# Reading text
####################
The question as to whether or not a woman can have an abortion has already been answered. The real question is whether or not abortion should be legal; is abortion murder?
Murder is defined as the willful termination of the life of one human being by another human being without the approval of the state. When the state terminates the life of human being it is a form of punishment and/or justice and is only done when the condemned has been found guilty of a particular crime. Granted, in days of barbarism, this was not always the case but this is the year 2013. Civilized societies such as the one in which we live have very strict laws about murder and execution.
The answer, then is self-apparent. Those who are in favor of abortion will make statements like, when does life begin, (or more to point, when does a group of rapidly deviding cells become a human being and not a tumor?) or a woman has the right to control her body and society can’t legislate what a woman does with her body. Those are important questions that deserve answers.
Whether or not life begins at conception will always be up for debate; however, one thing that we can say with great certainty is that when sperm meets egg there are a specific series of events that will direct the union of sperm and egg to divide rapidly. The entire process usually takes nine months as we are all aware. Yet we are also aware that in many instances the fetus is taken from the womb prematurely, sometimes months ahead of schedule. Yet many of those “premies,” through the miracle of modern medicine, will go on to live normal lives – unless of course they are aborted.
A pregnant woman is in reality a symbiotic organism; her body is no longer her own. In symbiosis, two organisms live together in the same space and effect each other. Lichen, for example, is an organism that is really comprised of two separate organisms, an algae and a fungus. They work together and influence each other, but they occupy the same physical space. A pregnant woman is no different, though granted the woman would continue to live were her fetus to die in vitro.
Therefore, it’s not just the body of the woman to be considered, nor is it her rights to control her re-productivity. We would be alarmed if we had a pregnant friend who insisted on smoking throughout her pregnancy or continued using drugs or alcohol; it’s her body after all.
The bigger issue, however, is one of responsibility. There are lots of ways pregnancy can be avoided to begin with, which would eliminate the need for debate over the issue of abortion. Birth control pills, condoms and the like vary in effectiveness. Not having sex is 100% effective of course. The vast majority of abortions are performed on women who are unmarried or unprepared for the challenges of having the baby. If people were more responsible about their enormous procreative potential, there would be no need to debate the subject of abortion.
####################
Say whether each statement agrees with the abortion essay, answering yes or no and quoting the essay's deciding words: (a) the process after sperm meets egg usually takes nine months; (b) lichen consists of an algae and a bacterium; (c) birth control pills and condoms are completely effective. The rows after the abortion essay have nothing to do with it.

# Stored data
####################
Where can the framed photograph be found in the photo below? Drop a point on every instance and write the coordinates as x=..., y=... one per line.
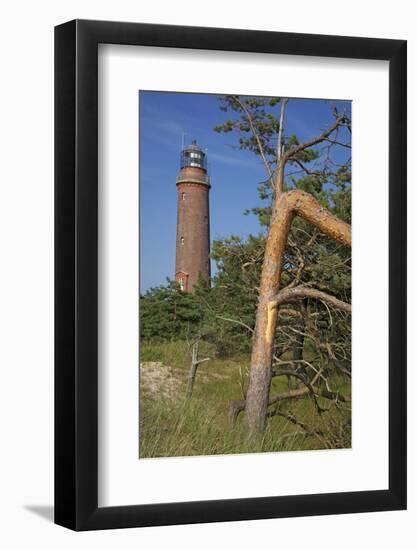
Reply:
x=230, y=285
####################
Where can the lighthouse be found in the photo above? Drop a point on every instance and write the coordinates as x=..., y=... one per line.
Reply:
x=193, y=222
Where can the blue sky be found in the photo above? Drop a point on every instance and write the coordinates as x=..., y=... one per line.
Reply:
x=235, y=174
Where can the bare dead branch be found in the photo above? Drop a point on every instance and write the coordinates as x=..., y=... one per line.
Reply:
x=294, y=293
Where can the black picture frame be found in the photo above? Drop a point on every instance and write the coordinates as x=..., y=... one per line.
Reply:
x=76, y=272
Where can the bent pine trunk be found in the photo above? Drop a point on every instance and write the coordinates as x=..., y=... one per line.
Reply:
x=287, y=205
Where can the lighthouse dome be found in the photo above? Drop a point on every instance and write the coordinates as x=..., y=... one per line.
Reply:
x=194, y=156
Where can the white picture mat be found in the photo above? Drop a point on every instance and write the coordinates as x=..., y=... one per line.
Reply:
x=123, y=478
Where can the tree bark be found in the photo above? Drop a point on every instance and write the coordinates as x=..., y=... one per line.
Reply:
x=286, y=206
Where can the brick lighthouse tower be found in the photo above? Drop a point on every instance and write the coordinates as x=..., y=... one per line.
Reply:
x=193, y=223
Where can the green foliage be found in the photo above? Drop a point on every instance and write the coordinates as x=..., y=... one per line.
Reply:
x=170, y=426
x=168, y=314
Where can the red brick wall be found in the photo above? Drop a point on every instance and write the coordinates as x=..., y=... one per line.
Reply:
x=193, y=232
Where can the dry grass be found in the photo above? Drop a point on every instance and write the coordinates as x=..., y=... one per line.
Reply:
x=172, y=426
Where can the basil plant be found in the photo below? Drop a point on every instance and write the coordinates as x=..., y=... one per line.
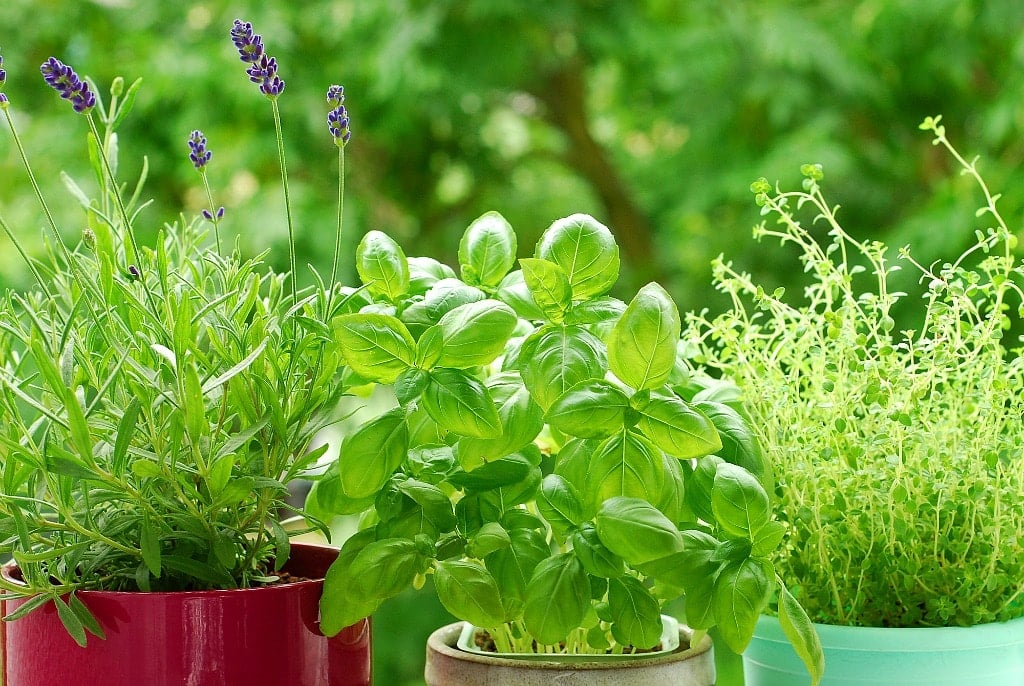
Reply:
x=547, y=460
####################
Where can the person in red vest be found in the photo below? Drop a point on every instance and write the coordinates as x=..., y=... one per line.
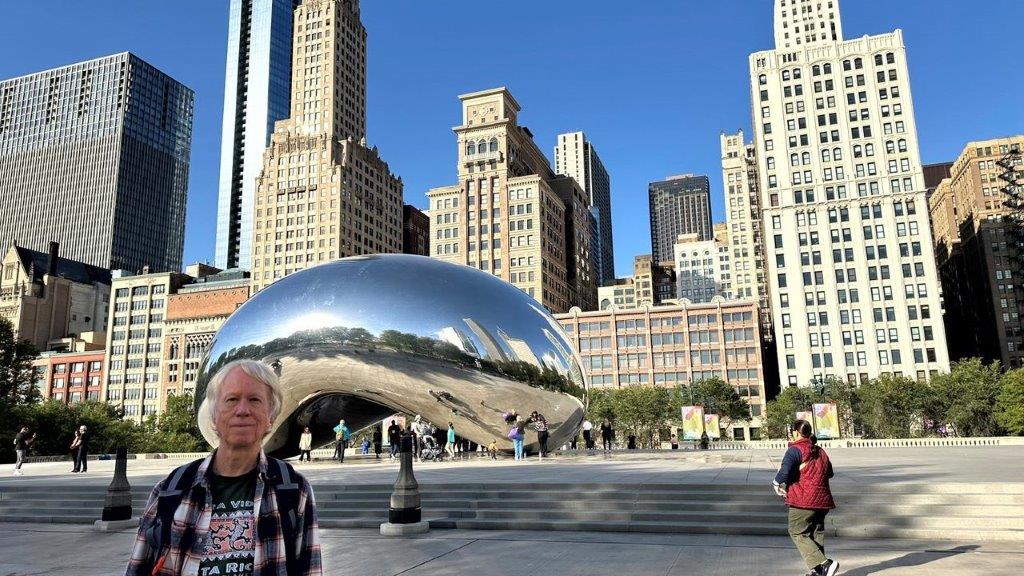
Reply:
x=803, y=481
####################
# Answer box
(a) Yes: "The entire process usually takes nine months as we are all aware."
(b) No: "an algae and a fungus."
(c) No: "Birth control pills, condoms and the like vary in effectiveness."